* Deine Aufgaben *
1. Kürze im Text zu Merkels Absage den Absatz, der mit „Sie habe „dazu in der letzten Woche“ beginnt, zu einer Stichpunktliste. Die wesentlichen Fakten müssen darin erhalten bleiben.
2. Setze den Text zu Merkels Absage im Anschluss an seinen letzten Satz fort.

* Extrahierter Text *
Ex-Kanzlerin Angela Merkel (CDU) hat ein Jobangebot von UN-Generalsekretär António Guterres aus New York abgelehnt.

Sie habe „dazu in der letzten Woche mit dem UN-Generalsekretär telefoniert, sich bedankt und ihm mitgeteilt, dass sie das Angebot nicht annehmen wird“, teilte Merkels Büro am Mittwoch auf Anfrage der Deutschen Presse-Agentur in Berlin mit. Offen bleibt weiterhin, ob und in welcher Form sie sich nach ihrem Ausscheiden am 8. Dezember künftig womöglich ehrenamtlich engagieren will. Merkel war 16 Jahre lang Bundeskanzlerin.

* Auszüge aus Datensätzen *
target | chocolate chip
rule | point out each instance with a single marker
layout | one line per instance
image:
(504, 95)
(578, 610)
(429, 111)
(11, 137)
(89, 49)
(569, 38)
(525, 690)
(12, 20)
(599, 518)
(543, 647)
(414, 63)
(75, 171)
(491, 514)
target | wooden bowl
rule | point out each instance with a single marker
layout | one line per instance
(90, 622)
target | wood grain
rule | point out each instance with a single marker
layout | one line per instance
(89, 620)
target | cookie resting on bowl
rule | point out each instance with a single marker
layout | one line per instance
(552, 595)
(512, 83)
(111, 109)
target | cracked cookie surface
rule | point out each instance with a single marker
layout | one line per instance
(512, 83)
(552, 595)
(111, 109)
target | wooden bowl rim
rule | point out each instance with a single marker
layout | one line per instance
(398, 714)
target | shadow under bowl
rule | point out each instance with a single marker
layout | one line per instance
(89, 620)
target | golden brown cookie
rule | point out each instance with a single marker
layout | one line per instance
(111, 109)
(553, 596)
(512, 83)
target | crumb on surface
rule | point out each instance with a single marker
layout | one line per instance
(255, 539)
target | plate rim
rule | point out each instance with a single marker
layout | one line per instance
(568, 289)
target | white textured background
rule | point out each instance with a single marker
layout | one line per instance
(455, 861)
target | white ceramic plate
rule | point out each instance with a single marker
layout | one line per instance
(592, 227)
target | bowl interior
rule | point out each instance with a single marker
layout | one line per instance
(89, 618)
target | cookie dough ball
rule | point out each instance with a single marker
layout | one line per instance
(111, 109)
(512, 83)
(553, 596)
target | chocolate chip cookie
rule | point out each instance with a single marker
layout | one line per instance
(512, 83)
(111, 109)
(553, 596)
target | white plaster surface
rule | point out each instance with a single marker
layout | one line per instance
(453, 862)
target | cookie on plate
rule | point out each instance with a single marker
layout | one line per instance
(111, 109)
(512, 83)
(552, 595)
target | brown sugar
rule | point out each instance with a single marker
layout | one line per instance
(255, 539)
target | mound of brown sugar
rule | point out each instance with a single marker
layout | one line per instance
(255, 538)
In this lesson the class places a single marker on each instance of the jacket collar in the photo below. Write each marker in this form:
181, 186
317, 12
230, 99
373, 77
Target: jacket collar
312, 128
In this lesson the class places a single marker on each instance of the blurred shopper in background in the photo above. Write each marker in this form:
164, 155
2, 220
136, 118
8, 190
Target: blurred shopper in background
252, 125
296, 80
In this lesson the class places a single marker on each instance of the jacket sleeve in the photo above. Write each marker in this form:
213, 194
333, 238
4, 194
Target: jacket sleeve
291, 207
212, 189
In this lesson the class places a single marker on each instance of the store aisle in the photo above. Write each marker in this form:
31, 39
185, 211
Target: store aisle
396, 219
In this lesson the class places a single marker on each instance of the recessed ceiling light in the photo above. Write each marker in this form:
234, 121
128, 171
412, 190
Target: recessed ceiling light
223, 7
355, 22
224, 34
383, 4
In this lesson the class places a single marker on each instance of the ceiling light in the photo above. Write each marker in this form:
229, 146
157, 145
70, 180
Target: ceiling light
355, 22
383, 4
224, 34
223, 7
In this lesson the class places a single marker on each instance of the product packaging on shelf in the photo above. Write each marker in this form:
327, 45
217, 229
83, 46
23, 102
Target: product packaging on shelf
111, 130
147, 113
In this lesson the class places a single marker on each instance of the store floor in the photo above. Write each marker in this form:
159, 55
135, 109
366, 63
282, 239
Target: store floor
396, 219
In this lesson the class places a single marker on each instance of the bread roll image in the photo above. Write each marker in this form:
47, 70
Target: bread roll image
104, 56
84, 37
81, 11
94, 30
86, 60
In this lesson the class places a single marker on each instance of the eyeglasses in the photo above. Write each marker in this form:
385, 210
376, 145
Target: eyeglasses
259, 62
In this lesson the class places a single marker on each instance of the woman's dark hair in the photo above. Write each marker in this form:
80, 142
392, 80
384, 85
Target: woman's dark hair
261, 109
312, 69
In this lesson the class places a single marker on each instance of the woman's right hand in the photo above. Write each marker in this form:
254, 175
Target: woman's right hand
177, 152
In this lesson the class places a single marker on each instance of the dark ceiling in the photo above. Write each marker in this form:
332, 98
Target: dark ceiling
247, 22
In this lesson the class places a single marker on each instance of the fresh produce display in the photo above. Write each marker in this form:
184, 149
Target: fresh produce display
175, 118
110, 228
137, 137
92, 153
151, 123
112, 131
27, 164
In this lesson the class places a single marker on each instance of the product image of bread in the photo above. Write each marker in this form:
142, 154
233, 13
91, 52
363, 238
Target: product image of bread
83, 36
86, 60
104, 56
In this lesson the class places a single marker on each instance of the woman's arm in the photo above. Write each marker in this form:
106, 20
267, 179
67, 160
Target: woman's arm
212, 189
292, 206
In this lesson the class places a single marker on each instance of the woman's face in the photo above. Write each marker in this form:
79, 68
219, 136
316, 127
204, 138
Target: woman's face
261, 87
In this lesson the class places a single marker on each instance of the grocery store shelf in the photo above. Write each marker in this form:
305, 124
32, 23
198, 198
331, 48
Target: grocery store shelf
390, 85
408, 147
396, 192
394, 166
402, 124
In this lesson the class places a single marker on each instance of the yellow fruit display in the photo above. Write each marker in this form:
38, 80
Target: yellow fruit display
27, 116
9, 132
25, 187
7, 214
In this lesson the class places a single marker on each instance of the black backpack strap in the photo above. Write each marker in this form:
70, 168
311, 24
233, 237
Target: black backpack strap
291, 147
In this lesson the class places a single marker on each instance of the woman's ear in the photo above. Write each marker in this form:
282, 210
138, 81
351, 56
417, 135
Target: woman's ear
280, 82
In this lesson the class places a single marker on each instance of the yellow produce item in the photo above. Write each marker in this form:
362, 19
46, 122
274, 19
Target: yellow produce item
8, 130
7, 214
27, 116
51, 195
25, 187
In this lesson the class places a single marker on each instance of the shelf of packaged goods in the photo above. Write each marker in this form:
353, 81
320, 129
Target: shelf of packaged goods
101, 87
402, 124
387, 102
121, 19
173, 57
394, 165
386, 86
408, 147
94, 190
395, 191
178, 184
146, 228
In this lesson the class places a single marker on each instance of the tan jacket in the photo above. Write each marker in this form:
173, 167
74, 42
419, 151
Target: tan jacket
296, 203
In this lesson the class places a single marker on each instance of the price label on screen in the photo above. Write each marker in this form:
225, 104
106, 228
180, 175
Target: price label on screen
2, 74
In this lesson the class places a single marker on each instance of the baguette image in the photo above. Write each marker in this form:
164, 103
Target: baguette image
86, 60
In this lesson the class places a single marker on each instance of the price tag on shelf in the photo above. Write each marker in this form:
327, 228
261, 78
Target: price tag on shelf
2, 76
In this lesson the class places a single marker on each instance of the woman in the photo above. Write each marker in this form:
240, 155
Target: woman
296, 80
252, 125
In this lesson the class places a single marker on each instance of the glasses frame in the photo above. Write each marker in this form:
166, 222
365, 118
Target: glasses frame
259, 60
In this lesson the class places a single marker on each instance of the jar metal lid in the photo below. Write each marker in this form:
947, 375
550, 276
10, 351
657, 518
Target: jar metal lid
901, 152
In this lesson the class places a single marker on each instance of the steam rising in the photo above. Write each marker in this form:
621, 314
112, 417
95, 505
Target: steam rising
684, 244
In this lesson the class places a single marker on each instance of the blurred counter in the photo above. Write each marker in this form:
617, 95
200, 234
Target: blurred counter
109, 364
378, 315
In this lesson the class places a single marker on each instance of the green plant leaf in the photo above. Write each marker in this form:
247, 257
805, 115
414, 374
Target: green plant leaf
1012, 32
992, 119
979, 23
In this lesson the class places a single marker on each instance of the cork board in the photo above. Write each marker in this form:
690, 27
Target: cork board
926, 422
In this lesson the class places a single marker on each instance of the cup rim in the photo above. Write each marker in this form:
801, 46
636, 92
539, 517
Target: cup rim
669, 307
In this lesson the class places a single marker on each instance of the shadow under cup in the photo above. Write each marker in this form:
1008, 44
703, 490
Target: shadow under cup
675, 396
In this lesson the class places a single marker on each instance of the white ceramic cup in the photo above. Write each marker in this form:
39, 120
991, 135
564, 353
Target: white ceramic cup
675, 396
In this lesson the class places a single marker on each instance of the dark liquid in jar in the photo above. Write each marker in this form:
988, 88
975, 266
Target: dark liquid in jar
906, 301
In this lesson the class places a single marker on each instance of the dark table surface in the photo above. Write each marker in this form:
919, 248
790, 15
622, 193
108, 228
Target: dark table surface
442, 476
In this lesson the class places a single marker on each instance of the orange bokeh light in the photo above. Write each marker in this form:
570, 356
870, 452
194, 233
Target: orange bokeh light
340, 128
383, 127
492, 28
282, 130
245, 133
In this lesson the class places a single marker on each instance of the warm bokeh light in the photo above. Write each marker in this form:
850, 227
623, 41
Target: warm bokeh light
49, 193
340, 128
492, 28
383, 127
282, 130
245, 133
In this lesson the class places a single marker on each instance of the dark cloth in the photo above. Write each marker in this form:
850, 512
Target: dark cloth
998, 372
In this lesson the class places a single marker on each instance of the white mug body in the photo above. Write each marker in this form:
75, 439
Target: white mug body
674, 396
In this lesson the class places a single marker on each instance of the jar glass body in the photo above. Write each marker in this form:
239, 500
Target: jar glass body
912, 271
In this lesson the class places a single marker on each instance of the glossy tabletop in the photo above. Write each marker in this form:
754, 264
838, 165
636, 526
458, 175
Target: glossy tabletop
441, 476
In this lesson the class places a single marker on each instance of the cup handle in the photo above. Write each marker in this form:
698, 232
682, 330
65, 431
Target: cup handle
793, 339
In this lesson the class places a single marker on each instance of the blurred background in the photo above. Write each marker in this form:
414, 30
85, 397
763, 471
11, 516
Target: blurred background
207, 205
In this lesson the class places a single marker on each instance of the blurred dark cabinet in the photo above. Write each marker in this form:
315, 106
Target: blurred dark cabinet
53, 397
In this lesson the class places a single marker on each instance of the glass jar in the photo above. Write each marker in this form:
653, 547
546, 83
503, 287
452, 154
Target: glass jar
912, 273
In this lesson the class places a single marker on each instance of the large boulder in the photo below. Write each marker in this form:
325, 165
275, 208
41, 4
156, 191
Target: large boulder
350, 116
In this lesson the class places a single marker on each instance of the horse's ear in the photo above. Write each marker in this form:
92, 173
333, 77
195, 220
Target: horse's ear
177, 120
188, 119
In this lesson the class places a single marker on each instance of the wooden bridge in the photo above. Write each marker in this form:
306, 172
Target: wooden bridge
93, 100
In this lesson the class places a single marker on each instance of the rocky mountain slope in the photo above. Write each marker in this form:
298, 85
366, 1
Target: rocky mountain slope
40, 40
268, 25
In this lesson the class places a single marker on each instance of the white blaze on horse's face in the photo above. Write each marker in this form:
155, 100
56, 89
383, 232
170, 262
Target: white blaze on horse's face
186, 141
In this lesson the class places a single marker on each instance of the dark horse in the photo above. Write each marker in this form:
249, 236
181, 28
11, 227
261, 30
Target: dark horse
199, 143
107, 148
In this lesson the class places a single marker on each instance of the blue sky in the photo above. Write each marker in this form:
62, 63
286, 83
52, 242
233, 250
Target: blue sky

* Lösungen *
1.
- Merkel telefonierte in der letzten Woche mit dem UN-Generalsekretär, bedankte sich und lehnte das Angebot ab.
- Ihr Büro teilte dies am Mittwoch auf Anfrage der Deutschen Presse-Agentur in Berlin mit.
- Offen ist, ob und in welcher Form sie sich nach ihrem Ausscheiden am 8. Dezember ehrenamtlich engagieren will.
- Merkel war 16 Jahre lang Bundeskanzlerin.

2.
Beratung zu globalen öffentlichen Gütern

Guterres hatte der 67-Jährigen den Vorsitz in einem hochrangig besetzten Beratungsgremium zu globalen öffentlichen Gütern angeboten, die potenziell über Ländergrenzen hinweg der gesamten Weltbevölkerung dienen sollen. Beispiele für globale öffentliche Güter sind etwa die Ozonschicht, aber je nach Definition auch international geltende Regelwerke wie jene zur Flugsicherheit und zum weltweiten Handel. Auf Seiten der Vereinten Nationen war das Telefonat zwischen Guterres und Merkel zunächst nicht als definitive Absage gewertet worden.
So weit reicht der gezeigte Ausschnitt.